> _Set task_
Copy the items below word for word, from the line containing "Target: vest zipper" down to the end of the items, and leave the pictures out of your copy.

> _Task data_

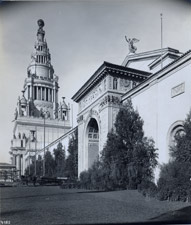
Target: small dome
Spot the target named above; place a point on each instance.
(63, 104)
(23, 100)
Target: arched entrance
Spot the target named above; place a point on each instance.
(93, 141)
(176, 128)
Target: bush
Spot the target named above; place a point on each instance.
(148, 188)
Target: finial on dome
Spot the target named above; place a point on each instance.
(40, 23)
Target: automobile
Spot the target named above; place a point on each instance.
(49, 181)
(69, 184)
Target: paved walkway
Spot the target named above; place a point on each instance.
(52, 205)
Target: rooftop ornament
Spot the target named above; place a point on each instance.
(131, 41)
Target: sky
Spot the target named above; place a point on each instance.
(81, 35)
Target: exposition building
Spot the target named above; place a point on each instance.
(157, 82)
(39, 118)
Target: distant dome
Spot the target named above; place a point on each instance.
(23, 100)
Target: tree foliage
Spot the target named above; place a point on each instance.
(181, 151)
(72, 159)
(128, 157)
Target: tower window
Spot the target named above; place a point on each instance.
(42, 93)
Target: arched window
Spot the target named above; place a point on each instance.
(175, 129)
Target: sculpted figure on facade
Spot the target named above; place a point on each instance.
(16, 114)
(131, 41)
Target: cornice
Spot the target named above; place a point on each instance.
(108, 69)
(159, 74)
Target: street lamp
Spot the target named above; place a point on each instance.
(44, 117)
(44, 147)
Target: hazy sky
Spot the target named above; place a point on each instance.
(80, 35)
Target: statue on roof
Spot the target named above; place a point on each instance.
(131, 41)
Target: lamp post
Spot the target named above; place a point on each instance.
(44, 146)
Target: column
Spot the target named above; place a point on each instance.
(14, 160)
(21, 157)
(49, 97)
(45, 93)
(28, 87)
(31, 90)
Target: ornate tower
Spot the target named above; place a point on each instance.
(39, 118)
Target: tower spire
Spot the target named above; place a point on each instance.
(40, 32)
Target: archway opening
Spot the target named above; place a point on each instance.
(93, 141)
(177, 130)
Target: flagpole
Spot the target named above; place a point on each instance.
(161, 38)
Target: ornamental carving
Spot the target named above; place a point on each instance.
(109, 99)
(80, 118)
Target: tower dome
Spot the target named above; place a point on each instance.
(23, 100)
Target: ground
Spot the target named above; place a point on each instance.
(53, 205)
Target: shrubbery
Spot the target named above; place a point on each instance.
(128, 157)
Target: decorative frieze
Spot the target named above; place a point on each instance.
(80, 119)
(92, 96)
(179, 89)
(109, 99)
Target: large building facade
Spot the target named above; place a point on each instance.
(156, 81)
(39, 118)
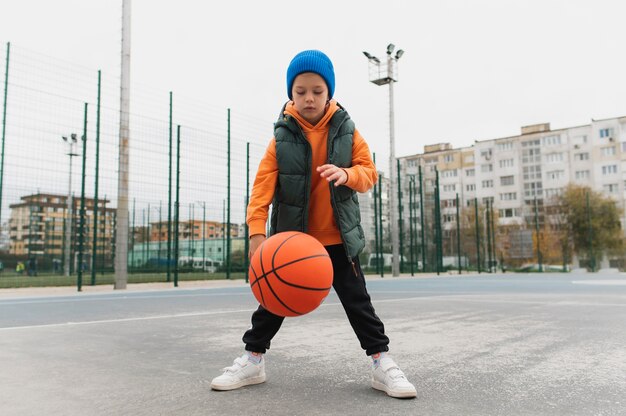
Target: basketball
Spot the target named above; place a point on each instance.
(290, 273)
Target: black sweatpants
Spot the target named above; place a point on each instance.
(353, 295)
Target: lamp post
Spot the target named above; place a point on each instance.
(68, 224)
(203, 205)
(385, 74)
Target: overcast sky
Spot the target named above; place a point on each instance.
(472, 70)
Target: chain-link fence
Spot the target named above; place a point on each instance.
(191, 167)
(59, 178)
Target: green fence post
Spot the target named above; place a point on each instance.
(592, 260)
(94, 245)
(376, 221)
(4, 125)
(380, 224)
(411, 219)
(458, 233)
(169, 200)
(247, 230)
(132, 239)
(422, 231)
(488, 226)
(539, 260)
(477, 235)
(228, 242)
(493, 238)
(81, 232)
(177, 207)
(400, 222)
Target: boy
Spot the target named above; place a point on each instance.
(310, 173)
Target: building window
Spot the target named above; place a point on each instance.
(532, 172)
(609, 169)
(508, 213)
(531, 155)
(608, 151)
(555, 175)
(530, 143)
(551, 140)
(554, 157)
(605, 133)
(504, 146)
(532, 189)
(449, 203)
(552, 192)
(506, 163)
(449, 173)
(507, 180)
(582, 174)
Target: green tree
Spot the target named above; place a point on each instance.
(597, 229)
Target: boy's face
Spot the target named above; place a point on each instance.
(310, 95)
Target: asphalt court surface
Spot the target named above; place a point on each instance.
(536, 344)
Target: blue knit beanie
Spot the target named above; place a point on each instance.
(311, 61)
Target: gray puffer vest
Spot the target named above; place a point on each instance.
(290, 207)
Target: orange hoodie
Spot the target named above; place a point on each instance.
(361, 177)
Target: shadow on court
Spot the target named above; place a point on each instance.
(473, 345)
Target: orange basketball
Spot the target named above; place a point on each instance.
(291, 273)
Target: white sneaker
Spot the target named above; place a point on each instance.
(243, 372)
(389, 378)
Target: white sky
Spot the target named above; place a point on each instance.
(472, 70)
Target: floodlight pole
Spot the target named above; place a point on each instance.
(71, 141)
(390, 79)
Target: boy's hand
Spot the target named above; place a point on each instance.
(333, 173)
(255, 241)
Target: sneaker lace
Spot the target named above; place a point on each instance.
(396, 374)
(238, 364)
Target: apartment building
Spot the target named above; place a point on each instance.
(37, 226)
(511, 172)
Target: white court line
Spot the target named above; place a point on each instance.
(600, 282)
(119, 297)
(194, 314)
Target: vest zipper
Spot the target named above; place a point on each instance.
(353, 266)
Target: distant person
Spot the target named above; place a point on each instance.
(19, 268)
(310, 172)
(32, 266)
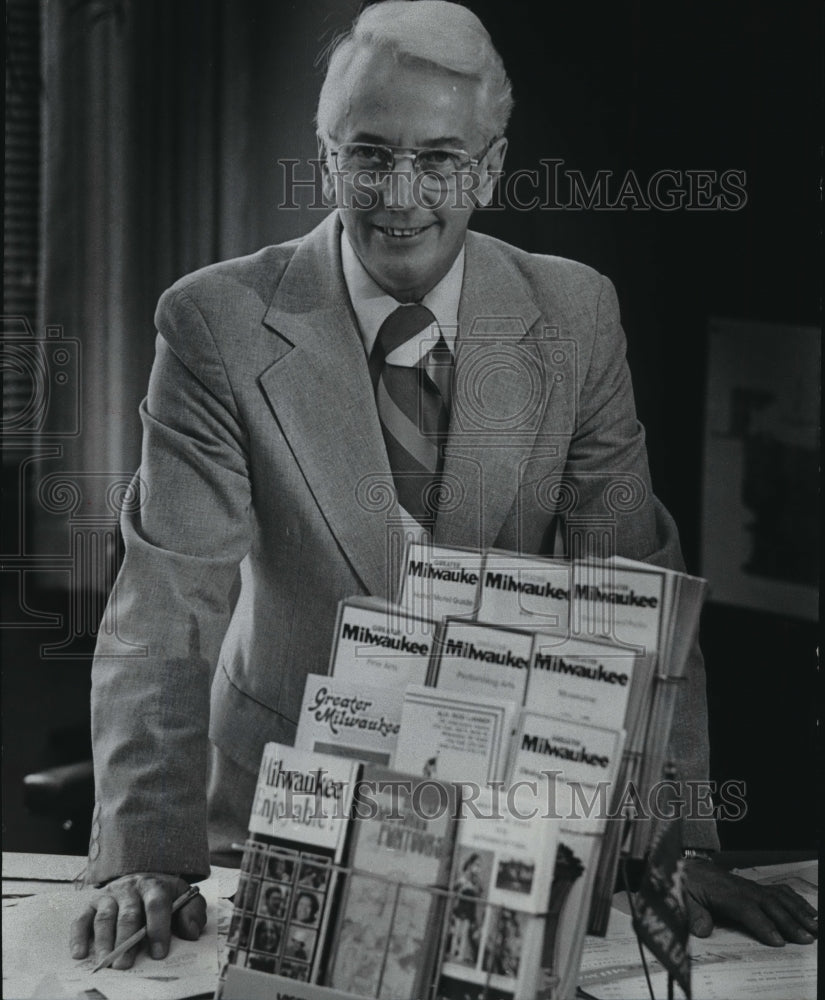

> _The solution_
Target: vest zipper
Spot the target named above; place a point on each instance.
(353, 266)
Target: distant person
Spot the target named above; place a point on each instance.
(19, 268)
(310, 172)
(32, 266)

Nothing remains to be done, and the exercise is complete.